[Start RECORDS TO USE]

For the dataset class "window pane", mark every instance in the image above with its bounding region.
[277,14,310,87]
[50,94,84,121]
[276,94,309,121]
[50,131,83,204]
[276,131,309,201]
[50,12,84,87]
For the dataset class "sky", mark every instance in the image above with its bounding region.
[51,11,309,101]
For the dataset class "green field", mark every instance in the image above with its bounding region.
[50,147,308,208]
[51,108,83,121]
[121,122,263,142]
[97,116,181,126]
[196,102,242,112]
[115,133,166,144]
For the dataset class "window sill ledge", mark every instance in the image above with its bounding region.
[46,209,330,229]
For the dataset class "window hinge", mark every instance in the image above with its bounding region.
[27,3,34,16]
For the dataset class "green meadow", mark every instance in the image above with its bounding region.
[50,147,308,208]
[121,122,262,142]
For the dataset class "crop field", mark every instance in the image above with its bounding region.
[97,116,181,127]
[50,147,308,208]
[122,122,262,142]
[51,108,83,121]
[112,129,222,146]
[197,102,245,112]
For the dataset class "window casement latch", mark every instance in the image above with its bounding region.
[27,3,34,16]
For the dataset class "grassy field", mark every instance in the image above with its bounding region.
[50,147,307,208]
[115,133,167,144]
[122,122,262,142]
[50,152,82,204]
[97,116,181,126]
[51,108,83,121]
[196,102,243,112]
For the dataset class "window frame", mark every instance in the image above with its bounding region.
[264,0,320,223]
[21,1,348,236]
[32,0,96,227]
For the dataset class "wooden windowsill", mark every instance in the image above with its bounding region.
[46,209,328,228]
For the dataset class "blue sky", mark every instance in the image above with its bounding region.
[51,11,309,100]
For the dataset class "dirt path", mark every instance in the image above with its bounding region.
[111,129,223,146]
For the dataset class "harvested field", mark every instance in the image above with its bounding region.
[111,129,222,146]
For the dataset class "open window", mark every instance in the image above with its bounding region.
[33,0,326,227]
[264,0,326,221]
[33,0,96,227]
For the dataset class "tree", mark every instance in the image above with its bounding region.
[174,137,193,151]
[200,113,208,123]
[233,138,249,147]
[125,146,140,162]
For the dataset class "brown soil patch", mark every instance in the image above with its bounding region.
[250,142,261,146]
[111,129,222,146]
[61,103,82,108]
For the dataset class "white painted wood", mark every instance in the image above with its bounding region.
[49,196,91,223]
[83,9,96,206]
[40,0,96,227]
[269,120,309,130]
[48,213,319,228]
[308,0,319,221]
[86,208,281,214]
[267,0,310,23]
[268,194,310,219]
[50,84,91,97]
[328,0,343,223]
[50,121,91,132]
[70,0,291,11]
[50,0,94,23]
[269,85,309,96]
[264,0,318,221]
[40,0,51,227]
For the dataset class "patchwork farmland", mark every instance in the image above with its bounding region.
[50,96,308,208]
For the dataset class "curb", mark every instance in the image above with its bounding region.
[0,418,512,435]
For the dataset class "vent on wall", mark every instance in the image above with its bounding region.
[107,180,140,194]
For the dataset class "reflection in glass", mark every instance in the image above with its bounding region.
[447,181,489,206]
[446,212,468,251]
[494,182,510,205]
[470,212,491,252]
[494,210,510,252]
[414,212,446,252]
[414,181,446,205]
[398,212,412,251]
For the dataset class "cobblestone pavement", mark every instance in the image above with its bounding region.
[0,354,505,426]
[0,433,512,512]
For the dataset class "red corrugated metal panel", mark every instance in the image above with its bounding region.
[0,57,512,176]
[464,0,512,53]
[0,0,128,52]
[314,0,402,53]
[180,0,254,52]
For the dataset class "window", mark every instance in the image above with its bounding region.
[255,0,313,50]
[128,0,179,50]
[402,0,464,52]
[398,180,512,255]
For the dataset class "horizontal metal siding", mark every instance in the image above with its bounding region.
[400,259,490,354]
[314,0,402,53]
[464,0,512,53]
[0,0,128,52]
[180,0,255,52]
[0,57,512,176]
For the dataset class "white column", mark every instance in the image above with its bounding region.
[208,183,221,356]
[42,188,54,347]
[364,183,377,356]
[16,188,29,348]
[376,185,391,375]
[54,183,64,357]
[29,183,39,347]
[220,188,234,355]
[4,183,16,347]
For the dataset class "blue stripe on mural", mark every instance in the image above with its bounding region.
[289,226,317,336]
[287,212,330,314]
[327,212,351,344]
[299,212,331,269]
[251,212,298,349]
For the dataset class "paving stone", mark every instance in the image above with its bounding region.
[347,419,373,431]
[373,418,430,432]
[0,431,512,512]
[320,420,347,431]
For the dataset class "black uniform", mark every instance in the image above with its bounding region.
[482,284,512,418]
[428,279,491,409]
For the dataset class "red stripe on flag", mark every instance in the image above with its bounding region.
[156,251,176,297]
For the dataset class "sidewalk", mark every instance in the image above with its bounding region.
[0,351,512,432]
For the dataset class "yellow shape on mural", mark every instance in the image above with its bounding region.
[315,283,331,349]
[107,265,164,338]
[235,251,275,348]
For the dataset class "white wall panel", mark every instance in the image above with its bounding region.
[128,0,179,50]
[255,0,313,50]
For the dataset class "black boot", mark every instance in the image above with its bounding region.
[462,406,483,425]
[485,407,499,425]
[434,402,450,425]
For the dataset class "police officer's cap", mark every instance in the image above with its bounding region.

[End RECORDS TO USE]

### WHAT TO DO
Rewrite all of the items above with "bounding region" changed to "bounding box" wherever it appears, and leave everything else unchanged.

### EXERCISE OUTPUT
For the dataset class "window pane", mark every instance in the image above with its bounding box.
[277,14,310,87]
[50,94,84,121]
[276,94,309,121]
[50,131,83,204]
[276,131,309,201]
[50,12,84,87]
For the dataset class "sky", mark every instance in the image above with its bounding box.
[51,11,309,101]
For the dataset class "green field", mark every instance in the image above with its bounding box.
[50,147,308,208]
[51,108,83,121]
[121,122,263,142]
[97,116,181,126]
[196,102,242,112]
[115,133,166,144]
For the dataset class "window sill ledge", mark every instance in the image above with its bounding box.
[46,209,330,229]
For the dataset class "window hinge", mark every instance in the image above with its bounding box.
[27,3,34,16]
For the dataset class "green meadow", mark every instance in the image above with its bounding box.
[50,147,308,208]
[121,122,262,142]
For the dataset class "crop field", mark every instance in the image above with its bounding box.
[97,116,181,127]
[50,147,308,208]
[122,122,262,142]
[51,108,83,121]
[112,129,222,146]
[197,102,245,112]
For the dataset class "window casement latch", mark every instance in the image above with its bounding box.
[27,3,34,16]
For the dataset class "grassy field", mark every instance in the image above with its bounding box.
[50,147,307,208]
[115,133,167,144]
[122,122,262,142]
[50,152,82,204]
[97,116,181,126]
[51,108,83,121]
[196,102,243,112]
For the dataset class "window frame", mark every instance in the image above with its bounding box.
[264,0,320,223]
[21,1,348,236]
[32,0,96,227]
For the dataset class "wooden windowsill", mark every instance in the image above with its bounding box.
[46,209,328,228]
For the dataset class "blue sky", mark every instance in the image above with its bounding box.
[51,11,309,100]
For the dataset class "dirt path", mark every instance in the image above with its bounding box.
[111,129,223,146]
For the dataset class "harvested field", mark every instance in the image above with its bounding box.
[111,129,222,146]
For the dataset class "open window", mark every instance in the image above with its bounding box.
[33,0,326,227]
[264,0,326,221]
[33,0,96,227]
For the dataset class "tree", mark every instance in the image above with its bounding box.
[174,137,193,151]
[200,113,208,123]
[233,138,249,147]
[125,146,140,162]
For the dataset class "brown soil patch", mark every instance in the image above with its bounding box.
[250,142,261,146]
[111,129,222,146]
[61,103,82,108]
For the dataset class "white painted wood", mark every instance in the image above with its bounding box.
[49,196,91,223]
[83,9,96,206]
[40,0,96,227]
[269,120,309,130]
[48,213,319,228]
[308,0,319,221]
[86,208,281,214]
[267,0,310,23]
[268,194,310,219]
[50,84,91,97]
[328,0,343,223]
[50,121,91,132]
[70,0,291,11]
[50,0,94,23]
[269,85,309,96]
[264,0,318,221]
[40,0,51,227]
For the dataset class "patchwork farmland", mark every instance in the image above with its bounding box.
[50,96,308,208]
For the dataset class "curb", mark every instance in the image above with its bounding box.
[0,418,512,435]
For the dataset class "vent on wall", mark every instance in the image above with its bounding box.
[107,180,140,194]
For the dataset class "reflection in glass", mark every instance in the image above with its bounding box.
[447,181,489,206]
[446,212,468,251]
[494,182,510,205]
[470,212,491,252]
[494,210,510,252]
[414,212,446,252]
[414,181,446,205]
[398,212,412,251]
For the dataset class "cobblestone pavement", mark every instance in the image above with its bounding box.
[0,354,505,426]
[0,433,512,512]
For the dataset class "red corrugated metal panel", mark every instance in the image above with its bounding box.
[0,57,512,176]
[464,0,512,53]
[0,0,128,52]
[314,0,402,53]
[180,0,254,52]
For the dataset class "window", mark every instance in the image above with its bounding box.
[255,0,313,50]
[128,0,179,50]
[402,0,464,52]
[398,180,512,255]
For the dataset class "horizontal metal siding", mark every instance in the image above with its bounding box.
[400,259,490,354]
[314,0,402,53]
[464,0,512,53]
[0,0,128,52]
[180,0,255,52]
[0,57,512,176]
For the dataset class "white column", mark every instance in the image above with its bounding box.
[208,183,221,356]
[42,188,54,347]
[364,183,377,356]
[16,188,29,348]
[376,185,391,375]
[54,183,64,357]
[29,183,39,347]
[220,188,234,355]
[4,183,16,347]
For the dataset class "blue stripe on mural", mark every instance in the image above with its bounding box.
[289,226,317,336]
[287,212,330,314]
[327,212,351,344]
[299,212,331,269]
[251,212,298,349]
For the dataset class "paving stone", mark every instance in the image above with its bounding box.
[347,419,373,431]
[373,418,430,432]
[0,431,512,512]
[320,420,347,431]
For the dataset class "black uniform", mark every instance in the image above with its bounding box.
[482,284,512,418]
[428,279,491,409]
For the dataset class "red stripe on flag", mark every instance in the image above with its bounding box.
[156,251,176,297]
For the dataset class "sidewalk", mark every instance in the image above with its bounding box.
[0,351,512,432]
For the dataset class "yellow shape on mural", mark every instance in the image above with its bounding box.
[315,283,331,349]
[107,265,164,338]
[235,251,275,348]
For the dataset class "white wall panel", mark every instance in the image above with its bounding box.
[128,0,179,50]
[255,0,313,50]
For the dataset class "black boot", mark every instance in the image above with its bounding box.
[462,406,483,425]
[485,407,499,425]
[434,402,450,425]
For the dataset class "police officer's cap", mark every instance in the image above with its bounding box.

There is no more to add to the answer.